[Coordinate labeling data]

▼

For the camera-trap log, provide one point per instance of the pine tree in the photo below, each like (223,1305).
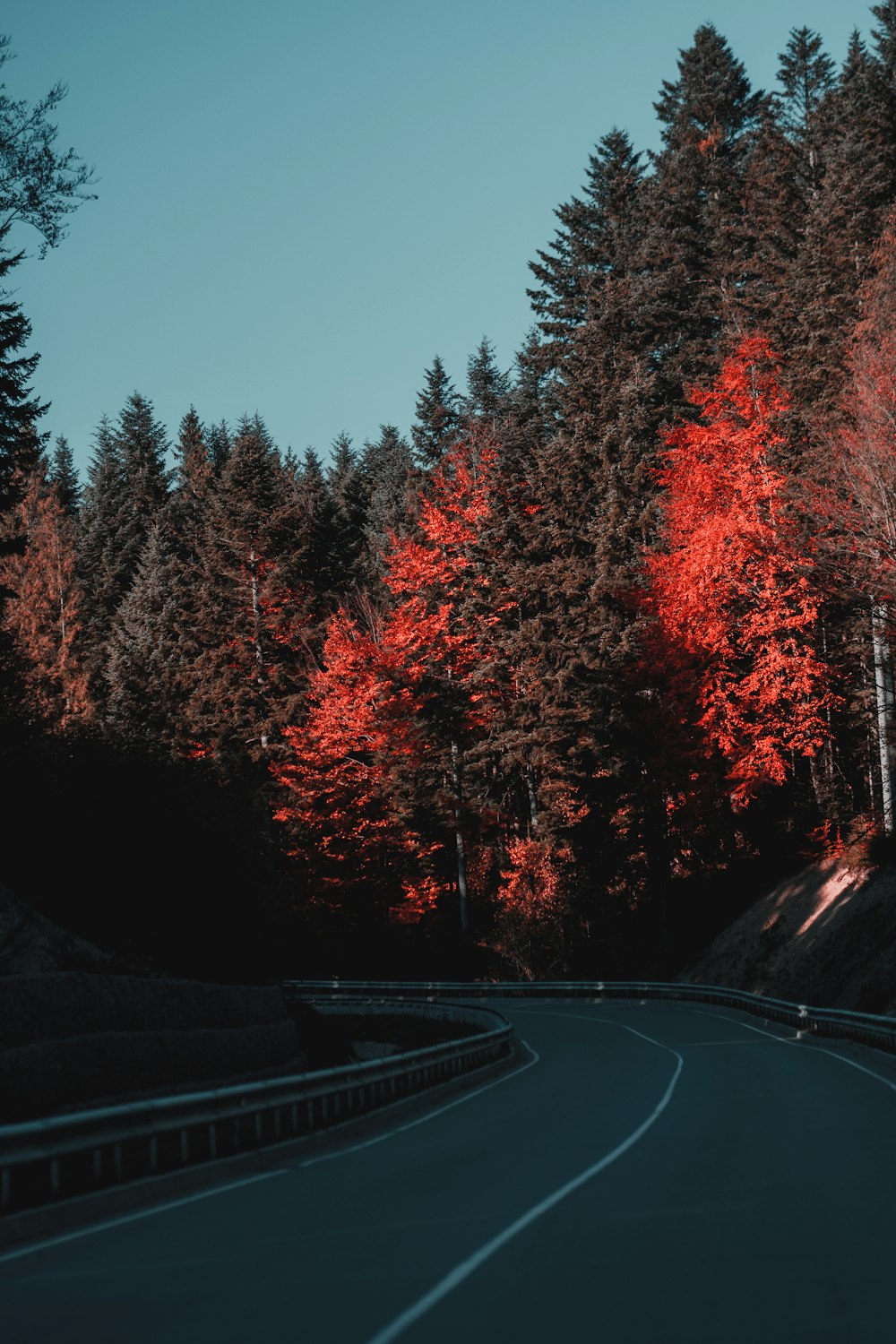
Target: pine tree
(21,444)
(147,696)
(155,644)
(102,523)
(842,223)
(65,478)
(438,424)
(220,445)
(806,77)
(142,444)
(390,476)
(584,249)
(487,389)
(246,675)
(349,489)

▲

## Exercise details
Lay out every line of the records above as a numbered list, skipping any blank lines and leaving the pictures out.

## Solution to this problem
1. For the camera-trap log, provide one point per instance of the pine tree in the photo below, each like (223,1305).
2. Target: pine tree
3. (21,444)
4. (147,696)
5. (155,644)
6. (102,523)
7. (842,223)
8. (65,478)
9. (438,424)
10. (220,445)
11. (806,77)
12. (142,444)
13. (390,476)
14. (584,249)
15. (487,389)
16. (246,675)
17. (349,489)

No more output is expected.